__Texto extraído__:
A HBO americana transmitirá no próximo domingo a primeira parte (com três horas de duração) da versão para o cinema que Mike Nichols criou da peça "Angels in America", de Tony Kushner, estrelada por Al Pacino e Meryl Streep (a segunda parte será exibida uma semana depois).
O épico é, entre outras coisas, uma peça acusatória impiedosa que revela como o prolongado silêncio da administração Reagan acabou por fortalecer a praga da Aids na década de 80.
"Angels in America" é a mais poderosa adaptação para a tela de uma grande obra da dramaturgia americana desde "Uma Rua Chamada Pecado", de Elia Kazan, há mais de meio século.
Alguns minutos apenas depois do início de "Angels", já veremos Al Pacino aparecendo no papel de um amigo do casal Reagan na vida real: Roy Cohn, em sua encarnação pós-macarthista de manipulador republicano ainda poderoso, que possui vínculos estreitos com o Departamento de Justiça, liderado por Ed Meese.
Além de tudo isso, Cohn é um gay que continua no armário e está morrendo de Aids. Quando ele leva um parceiro sexual para a Casa Branca, se compraz em contar: "O presidente Reagan sorri para nós e nos dá sua mão". Cohn vai acabar por ameaçar revelar publicamente os malfeitos do "adorável Ollie North e sua "caixinha" secreta para financiar os contras", a não ser que a Casa Branca lhe garanta uma provisão secreta de AZT, na época o medicamento mais promissor contra a Aids. Cohn ganha seus comprimidos, enquanto milhares de outros americanos, à beira da morte, precisam aguardar.

__Material exibido__:
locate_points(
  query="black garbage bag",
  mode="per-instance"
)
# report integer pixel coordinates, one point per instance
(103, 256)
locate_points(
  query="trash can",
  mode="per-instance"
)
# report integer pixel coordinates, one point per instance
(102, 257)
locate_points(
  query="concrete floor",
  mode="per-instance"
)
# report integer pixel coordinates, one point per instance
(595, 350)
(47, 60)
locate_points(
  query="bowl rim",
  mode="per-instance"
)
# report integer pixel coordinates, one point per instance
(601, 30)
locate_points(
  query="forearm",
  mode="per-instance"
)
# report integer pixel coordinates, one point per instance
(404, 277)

__Com base no texto__:
**A.** Liste todas as pessoas que o texto sobre "Angels in America" liga à versão da peça feita para a tela, seja pela criação, seja pelo elenco.
**B.** Dê continuidade ao texto sobre "Angels in America" a partir da última frase apresentada.

__Respostas__:
**A.** Mike Nichols, Tony Kushner, Al Pacino e Meryl Streep.

**B.**
Quanto de tudo isso realmente aconteceu e quanto é fantasia? Kushner não fez um documentário histórico nem praticou jornalismo. Sejam quais forem as ficções de seu roteiro, este transmite com precisão o clima de hipocrisia fétida reinante entre os republicanos gays não-assumidos em Washington, na época em que a Aids começava a se espalhar descontroladamente.
Há muito mais em "Angels" do que apenas a política, e é por isso que a história é tão fascinante. Se fosse uma peça didática, seria mortalmente enfadonha. Mas a história criada por Tony Kushner se baseia em personagens, gays e heterossexuais, que travam batalhas atemporais em torno do amor e da traição, ao mesmo tempo em que procuram enfrentar o significado da fé, da família e da própria América, num momento apocalíptico na vida de seu país.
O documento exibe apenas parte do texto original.